→ **Text**
START

Do you ever catch yourself deep in a story of judging others? Do you ever give with the hope of receiving recognition or to position yourself? Do you like to give because it makes you feel good?

Being someone who gives is different than being someone who leads life with a generous spirit.

I want to share a recent story that opened my eyes to what it means to have a generous spirit. It’s not one I’m proud of, but the message is an important one to share.

Not so long ago, on a dark and rainy afternoon, after running errands with my children in tow, we decided we’d make one last stop for hot chocolate.

We pulled up to the StarBucks® drive-thru and placed our order. There we waited, in my warm fancy car anticipating the deliciousness of our warm fancy drinks.

My sons wore happy faces in the back seat as they watched Home Alone for the umpteenth time. We were dry, warm and happy. Everyone was getting along – a definite bonus with two active kids cooped up in a car. We truly didn’t have a worry in the world.

As we waited our turn in the queue, I spotted a man and his dog sitting on the ground at the end of the drive-thru. He had all his life possessions in a cart beside him and a sign that said: HUNGRY, ANYTHING WILL HELP.

My heart sank and then it started to beat faster as I thought to myself: What do I do? Nobody should go hungry. Do I give him money? Will he use it to buy drugs? Is he on drugs right now? I mean, I can’t drive by and ignore him. Do I buy him something to eat? What would I get him? Would I open the passenger window and give it to him? What if he tried to get in?

I looked in the rear view mirror at my loves, in our bubble of abundance and privilege and I immediately felt protective.

By the time I arrived at the check-out window I was twisted up inside. I didn’t know exactly what to do, but I knew with every fiber of my being I had to do something.

I asked the young man at Starbucks® if I could please get a gift card and load it with some money for the man, so he could get something to eat. Then I asked him if he noticed the man there. He said they knew he was there and it was nice for me to help. His reassurance didn’t give me any sense of relief whatsoever and clearly relief (mine) was what I was seeking.

I felt sick. Sick about my privilege. Sick that I had the thought this vulnerable human being, with all of his possessions and dog at his side, would actually try to get in my car. I felt sick I might get judged by this man for my privilege. I felt sick about how to logistically give this man the gift card and an offer for something to eat.

I took a couple deep breaths to quiet my busy, distracting thoughts and I parked my car. Then without thinking, I got out and walked up to the man and his furry companion. I looked him in his eyes, paused and said: “Hi, I hope this helps a little with getting something to eat.” He said: “Thank you.” And then I said: “Thank you.” I got back in my car, looked in the rear view mirror at my boys who were still in their happy bubble – nothing had changed.

But as I drove away, the sick feeling in my stomach became a giant lump in my throat. I couldn’t hold back my tears any longer. These particular tears were not because I was sad for that man. I do have compassion for him. I can only imagine the hardship and hurt he’s been through in his life to be where he currently is.

My tears were tears of deep shame. Shame because I realized I had been afraid of this man. But when I looked in his sad eyes, all I saw was a human being just like me. Only his journey and choices had him currently walking a much different path.

END

→ **What is expected**
Answer these questions using the drive-thru story above:
1. What movie were the sons watching in the back seat?
2. What did the sign beside the man at the end of the drive-thru say?
3. What did the writer ask the young man at the check-out window to get?

→ **Raw records**
START

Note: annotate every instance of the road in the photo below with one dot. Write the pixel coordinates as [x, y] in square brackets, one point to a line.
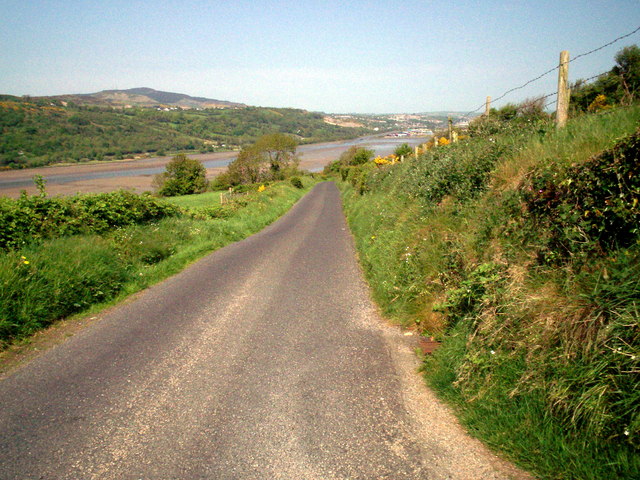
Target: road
[264, 360]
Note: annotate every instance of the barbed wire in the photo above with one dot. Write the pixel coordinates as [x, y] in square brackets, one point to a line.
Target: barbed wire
[604, 46]
[556, 68]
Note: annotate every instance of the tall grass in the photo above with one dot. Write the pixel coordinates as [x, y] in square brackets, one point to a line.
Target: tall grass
[51, 279]
[541, 352]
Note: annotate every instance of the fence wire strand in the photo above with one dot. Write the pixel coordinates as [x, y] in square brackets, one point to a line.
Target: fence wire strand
[556, 68]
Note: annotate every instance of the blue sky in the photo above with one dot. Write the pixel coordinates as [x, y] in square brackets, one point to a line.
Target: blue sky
[355, 56]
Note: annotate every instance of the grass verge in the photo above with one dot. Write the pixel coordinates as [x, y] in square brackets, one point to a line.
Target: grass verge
[519, 249]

END

→ **Task response**
1. Home Alone.
2. "HUNGRY, ANYTHING WILL HELP."
3. A gift card loaded with some money for the man, so he could get something to eat.